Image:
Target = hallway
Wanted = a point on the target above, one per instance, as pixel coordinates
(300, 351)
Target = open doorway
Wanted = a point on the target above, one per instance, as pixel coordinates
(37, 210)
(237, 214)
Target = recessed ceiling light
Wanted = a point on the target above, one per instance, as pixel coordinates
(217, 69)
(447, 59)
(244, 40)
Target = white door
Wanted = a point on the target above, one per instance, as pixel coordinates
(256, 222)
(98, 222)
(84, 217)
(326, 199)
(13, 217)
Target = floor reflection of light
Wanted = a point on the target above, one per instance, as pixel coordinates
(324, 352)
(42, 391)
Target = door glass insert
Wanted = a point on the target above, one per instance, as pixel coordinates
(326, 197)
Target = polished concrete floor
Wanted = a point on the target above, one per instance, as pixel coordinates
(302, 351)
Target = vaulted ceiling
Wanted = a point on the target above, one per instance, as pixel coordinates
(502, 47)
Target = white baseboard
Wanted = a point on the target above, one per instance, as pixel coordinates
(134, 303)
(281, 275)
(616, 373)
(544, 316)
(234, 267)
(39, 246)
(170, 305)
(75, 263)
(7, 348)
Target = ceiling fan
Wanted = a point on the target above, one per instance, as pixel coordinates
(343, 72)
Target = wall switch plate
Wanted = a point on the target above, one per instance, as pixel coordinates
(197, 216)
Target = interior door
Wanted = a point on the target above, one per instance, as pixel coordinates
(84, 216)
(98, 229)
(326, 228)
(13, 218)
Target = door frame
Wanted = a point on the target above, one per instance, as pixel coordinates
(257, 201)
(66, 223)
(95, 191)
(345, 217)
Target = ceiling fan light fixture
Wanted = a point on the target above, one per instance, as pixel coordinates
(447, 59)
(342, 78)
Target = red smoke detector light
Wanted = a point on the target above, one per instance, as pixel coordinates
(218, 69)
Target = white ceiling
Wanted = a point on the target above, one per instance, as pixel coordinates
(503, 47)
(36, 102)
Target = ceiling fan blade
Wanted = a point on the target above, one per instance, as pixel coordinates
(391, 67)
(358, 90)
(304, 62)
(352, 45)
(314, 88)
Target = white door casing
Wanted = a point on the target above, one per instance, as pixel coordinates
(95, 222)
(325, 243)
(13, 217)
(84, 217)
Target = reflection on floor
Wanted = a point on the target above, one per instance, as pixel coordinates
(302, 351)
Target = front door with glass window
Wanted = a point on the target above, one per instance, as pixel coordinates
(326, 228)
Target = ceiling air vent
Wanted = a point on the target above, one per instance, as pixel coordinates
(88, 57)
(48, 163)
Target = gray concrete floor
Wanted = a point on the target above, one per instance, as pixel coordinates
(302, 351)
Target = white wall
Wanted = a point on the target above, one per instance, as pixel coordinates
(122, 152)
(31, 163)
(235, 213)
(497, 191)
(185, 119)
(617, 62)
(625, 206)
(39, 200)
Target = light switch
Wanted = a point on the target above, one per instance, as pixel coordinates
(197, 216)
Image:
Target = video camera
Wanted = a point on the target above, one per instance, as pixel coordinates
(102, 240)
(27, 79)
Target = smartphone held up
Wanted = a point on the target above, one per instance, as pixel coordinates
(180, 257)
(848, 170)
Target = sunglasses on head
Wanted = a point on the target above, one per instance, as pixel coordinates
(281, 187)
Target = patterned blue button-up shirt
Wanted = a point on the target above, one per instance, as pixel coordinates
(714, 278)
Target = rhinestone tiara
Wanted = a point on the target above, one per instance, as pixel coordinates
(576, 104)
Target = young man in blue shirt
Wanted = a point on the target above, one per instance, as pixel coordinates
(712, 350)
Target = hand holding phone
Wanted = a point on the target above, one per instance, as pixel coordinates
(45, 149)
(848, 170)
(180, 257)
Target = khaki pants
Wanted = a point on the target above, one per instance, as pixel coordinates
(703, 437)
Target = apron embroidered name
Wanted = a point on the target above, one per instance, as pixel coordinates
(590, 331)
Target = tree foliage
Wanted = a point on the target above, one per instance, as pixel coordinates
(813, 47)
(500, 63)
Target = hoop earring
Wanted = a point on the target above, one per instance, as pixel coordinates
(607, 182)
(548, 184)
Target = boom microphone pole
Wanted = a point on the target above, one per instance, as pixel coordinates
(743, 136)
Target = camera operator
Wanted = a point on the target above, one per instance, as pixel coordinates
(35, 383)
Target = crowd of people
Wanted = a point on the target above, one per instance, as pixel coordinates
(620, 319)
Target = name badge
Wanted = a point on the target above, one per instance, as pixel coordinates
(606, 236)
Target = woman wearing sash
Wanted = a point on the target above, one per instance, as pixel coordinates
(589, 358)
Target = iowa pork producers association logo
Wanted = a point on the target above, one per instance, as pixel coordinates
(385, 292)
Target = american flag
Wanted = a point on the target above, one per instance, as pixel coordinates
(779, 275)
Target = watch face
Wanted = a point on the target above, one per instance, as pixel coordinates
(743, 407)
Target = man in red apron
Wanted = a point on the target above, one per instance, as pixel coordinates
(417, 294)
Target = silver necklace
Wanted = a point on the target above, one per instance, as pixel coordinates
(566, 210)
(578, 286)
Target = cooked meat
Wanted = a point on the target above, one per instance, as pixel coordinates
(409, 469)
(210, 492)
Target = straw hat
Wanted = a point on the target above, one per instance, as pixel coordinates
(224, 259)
::::
» Task to complete:
Write out the whole listing exactly.

» Solution:
Image:
Target = hallway
Wanted = a point on the target above, one per instance, as pixel coordinates
(300, 351)
Target = open doorway
Wanted = a point on the target above, one per instance, as pixel coordinates
(37, 210)
(237, 214)
Target = recessed ceiling light
Wanted = a point on the target above, one per instance, as pixel coordinates
(217, 69)
(447, 59)
(244, 40)
Target = white door
Wanted = a point on the target above, one per instance, as pixel coordinates
(256, 222)
(98, 222)
(84, 217)
(326, 199)
(13, 217)
Target = floor reflection of light
Wanted = a point on the target above, one per instance, as pixel coordinates
(324, 352)
(42, 391)
Target = door glass insert
Wanted = a point on the target above, one per instance, as pixel coordinates
(326, 197)
Target = polished concrete floor
Wanted = a point on the target above, one per instance, as pixel coordinates
(302, 351)
Target = vaulted ceiling
Wanted = a point on the target above, one per instance, as pixel coordinates
(502, 47)
Target = white baseboard
Wanted = a point on the target above, one per instance, as pixel coordinates
(134, 303)
(281, 275)
(616, 373)
(544, 316)
(234, 267)
(39, 246)
(170, 305)
(75, 263)
(7, 348)
Target = ceiling fan
Wanted = a point on the target above, one per instance, as pixel coordinates
(343, 72)
Target = wall switch plate
Wanted = a point on the target above, one per instance, as pixel coordinates
(197, 216)
Target = interior door
Wanted = a point on the target above, one per instance, as pixel coordinates
(84, 216)
(98, 229)
(326, 228)
(13, 218)
Target = door frame
Wanted = a point on the target above, one per instance, as pixel coordinates
(257, 201)
(66, 223)
(95, 191)
(345, 217)
Target = ceiling fan light fixture
Wanted = a point on the target above, one per instance, as pixel coordinates
(447, 59)
(342, 78)
Target = red smoke detector light
Wanted = a point on the target above, one per instance, as pixel coordinates
(218, 69)
Target = white ceiling
Wanted = a point on the target above, one per instance, as pixel coordinates
(503, 47)
(36, 102)
Target = ceiling fan blade
Wanted = a point on the target above, one per instance, as pixel coordinates
(391, 67)
(358, 90)
(304, 62)
(352, 45)
(314, 88)
Target = white door casing
Wanted = a point on the target above, one per instance, as pixel coordinates
(95, 222)
(325, 243)
(13, 217)
(84, 217)
Target = reflection on floor
Wanted = a point on the target above, one per instance, as pixel coordinates
(302, 351)
Target = front door with glass window
Wanted = a point on the target above, one per instance, as pixel coordinates
(326, 228)
Target = ceiling air vent
Wanted = a point on the target above, one per instance, as pixel coordinates
(88, 57)
(48, 163)
Target = gray concrete floor
Wanted = a point on the target above, one per instance, as pixel coordinates
(302, 351)
Target = white wall
Wanted = a point on the target above, one per instance, as pixel coordinates
(122, 152)
(31, 163)
(235, 213)
(497, 191)
(185, 119)
(617, 62)
(625, 206)
(39, 200)
Target = light switch
Wanted = a point on the target above, one per instance, as pixel coordinates
(197, 216)
Image:
Target = video camera
Wanted = a point on the target above, one per instance, as pixel coordinates
(102, 240)
(27, 79)
Target = smartphone held up
Wanted = a point on the target above, one per instance, as pixel coordinates
(180, 257)
(848, 170)
Target = sunglasses on head
Wanted = a point on the target above, one per instance, as pixel coordinates
(281, 187)
Target = patterned blue button-up shirt
Wanted = a point on the target above, one per instance, as pixel coordinates
(714, 278)
Target = rhinestone tiara
Wanted = a point on the target above, one per instance, as pixel coordinates
(576, 104)
Target = young man in blue shirt
Wanted = a point on the target above, one per instance, as pixel coordinates
(712, 350)
Target = hand holding phone
Wanted = a point on the target above, one per instance, as pixel coordinates
(45, 149)
(848, 170)
(180, 257)
Target = khaki pants
Wanted = a point on the target above, one per instance, as pixel coordinates
(703, 437)
Target = apron embroidered name
Wanted = a point on the target above, one per instance, as pixel coordinates
(590, 331)
Target = tree foliage
Wanted = a point on the target above, one per instance, as pixel coordinates
(813, 47)
(500, 63)
Target = hoop earring
Wanted = a point on the target above, one per instance, as pixel coordinates
(607, 182)
(548, 184)
Target = boom microphone pole
Wanted = a point on the target above, one per instance, as pixel coordinates
(743, 136)
Target = camera operator
Wanted = a point on the target above, one per instance, as pixel coordinates
(35, 383)
Target = crowd of people
Wanted = a point on the target above, one per instance, as pixel coordinates
(620, 319)
Target = name badge
Wanted = a point on the target above, one per instance, as pixel coordinates
(606, 236)
Target = woman wearing sash
Wanted = a point on the target above, one per instance, as pixel coordinates
(589, 358)
Target = iowa pork producers association logo
Wanted = a point on the target above, one per instance, as pixel coordinates
(385, 292)
Target = american flag
Wanted = a point on the target above, one per instance, as pixel coordinates
(779, 275)
Target = watch face
Wanted = a point on the target above, one per instance, as pixel coordinates
(743, 407)
Target = man in red apron
Wanted = a point on the target above, one per instance, as pixel coordinates
(417, 294)
Target = silver necklace
Wanted = a point on the target above, one per instance, as pixel coordinates
(566, 210)
(578, 286)
Target = cooked meat
Wanted = a point on the target above, one per instance, as pixel coordinates
(409, 469)
(210, 492)
Target = straw hat
Wanted = a point on the target above, one per instance, as pixel coordinates
(224, 259)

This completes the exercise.